§ **RECORDS**:
_____

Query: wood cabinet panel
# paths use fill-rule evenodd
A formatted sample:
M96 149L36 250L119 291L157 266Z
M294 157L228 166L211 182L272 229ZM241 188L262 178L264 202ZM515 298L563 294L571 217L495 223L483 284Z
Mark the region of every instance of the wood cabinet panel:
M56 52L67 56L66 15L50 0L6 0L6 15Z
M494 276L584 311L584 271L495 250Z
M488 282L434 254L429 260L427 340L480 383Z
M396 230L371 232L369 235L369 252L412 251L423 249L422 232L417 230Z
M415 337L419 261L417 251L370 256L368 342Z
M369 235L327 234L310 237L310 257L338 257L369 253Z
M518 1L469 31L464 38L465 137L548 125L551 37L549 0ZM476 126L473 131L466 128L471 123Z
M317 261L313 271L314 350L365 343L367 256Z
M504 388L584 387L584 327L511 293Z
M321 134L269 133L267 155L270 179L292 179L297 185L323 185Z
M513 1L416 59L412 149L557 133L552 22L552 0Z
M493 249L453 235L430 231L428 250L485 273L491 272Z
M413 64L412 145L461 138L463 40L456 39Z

_____

§ **REQUIRED TASK**:
Arrange every line above as a Markdown table with two columns, No. and Line. Number the rows and leave out any blank lines.

§ **EXPECTED ANSWER**:
| No. | Line |
|---|---|
| 1 | Query: wood cabinet panel |
| 2 | # paths use fill-rule evenodd |
| 3 | A formatted sample: |
| 4 | M96 149L36 250L119 291L157 266Z |
| 5 | M294 157L228 166L211 182L272 229ZM241 188L262 178L264 202ZM515 298L563 294L571 217L495 223L483 284Z |
| 6 | Mark the region of every instance of the wood cabinet panel: |
| 7 | M56 52L67 56L66 15L50 0L6 0L6 15Z |
| 8 | M494 276L584 311L584 271L495 250Z |
| 9 | M488 282L434 254L429 260L427 340L480 383Z |
| 10 | M396 230L371 232L369 235L369 252L412 251L423 249L422 232L417 230Z |
| 11 | M415 337L419 261L417 251L370 256L368 342Z |
| 12 | M369 235L327 234L310 237L310 257L338 257L369 253Z |
| 13 | M518 1L469 31L464 38L465 137L548 125L551 37L549 0ZM476 126L473 131L466 128L471 123Z |
| 14 | M317 261L313 271L314 350L365 343L367 256Z |
| 15 | M504 388L584 387L584 327L511 293Z |
| 16 | M321 134L269 133L267 155L270 179L292 179L297 185L323 185Z |
| 17 | M513 1L416 59L412 149L557 133L552 22L552 0Z |
| 18 | M493 249L453 235L430 231L428 250L485 273L491 272Z |
| 19 | M413 64L412 145L461 138L463 40L456 39Z |